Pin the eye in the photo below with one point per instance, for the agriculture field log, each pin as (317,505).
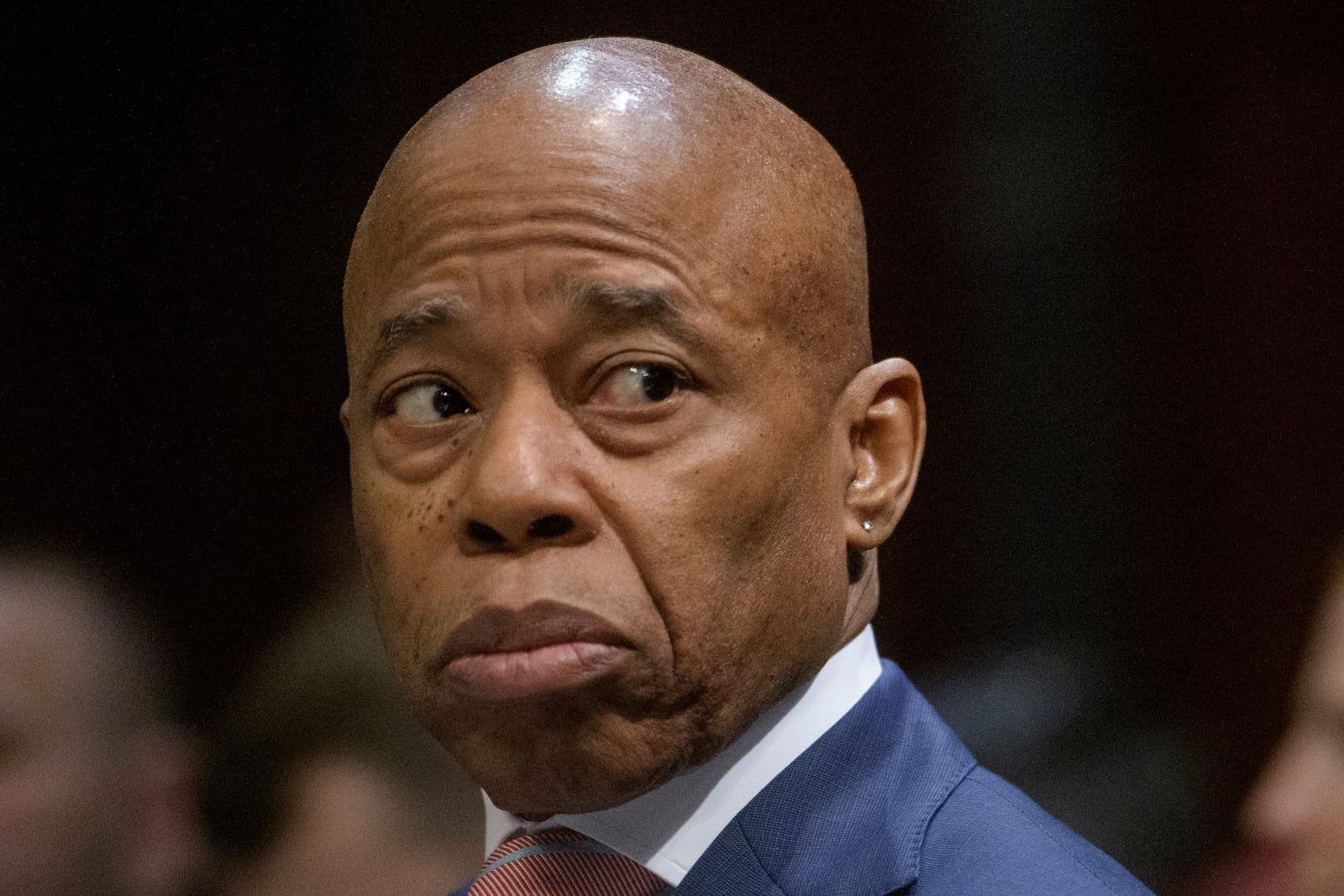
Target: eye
(632,385)
(427,403)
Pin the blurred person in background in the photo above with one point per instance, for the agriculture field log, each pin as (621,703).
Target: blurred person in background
(322,783)
(1294,819)
(1296,810)
(96,782)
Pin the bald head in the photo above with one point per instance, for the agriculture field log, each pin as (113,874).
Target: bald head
(606,318)
(676,143)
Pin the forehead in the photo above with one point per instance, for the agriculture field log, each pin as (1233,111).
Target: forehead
(580,195)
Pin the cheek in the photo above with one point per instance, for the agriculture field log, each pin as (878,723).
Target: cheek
(396,542)
(743,555)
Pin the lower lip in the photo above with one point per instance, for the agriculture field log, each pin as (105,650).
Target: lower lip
(517,674)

▬▬▬▬▬▬▬▬▬▬

Task objective:
The response should hold exactly the lines starting at the line with "Pin the blurred" and ending at the line with "Pin the forehead", and no other line of the material above.

Output below:
Pin the blurred person in background in the photo above with one point per instance, for the agriculture field log, each pin as (621,703).
Target: blurred person in background
(322,783)
(1294,819)
(1296,810)
(96,782)
Pin the bald head in the photo above with one point per instance, for the agriculture field log, each pin as (113,874).
Target: bald head
(606,318)
(676,143)
Pin the forehead in the photo above with one point per instance, for the agriculture field log, each pin as (1233,111).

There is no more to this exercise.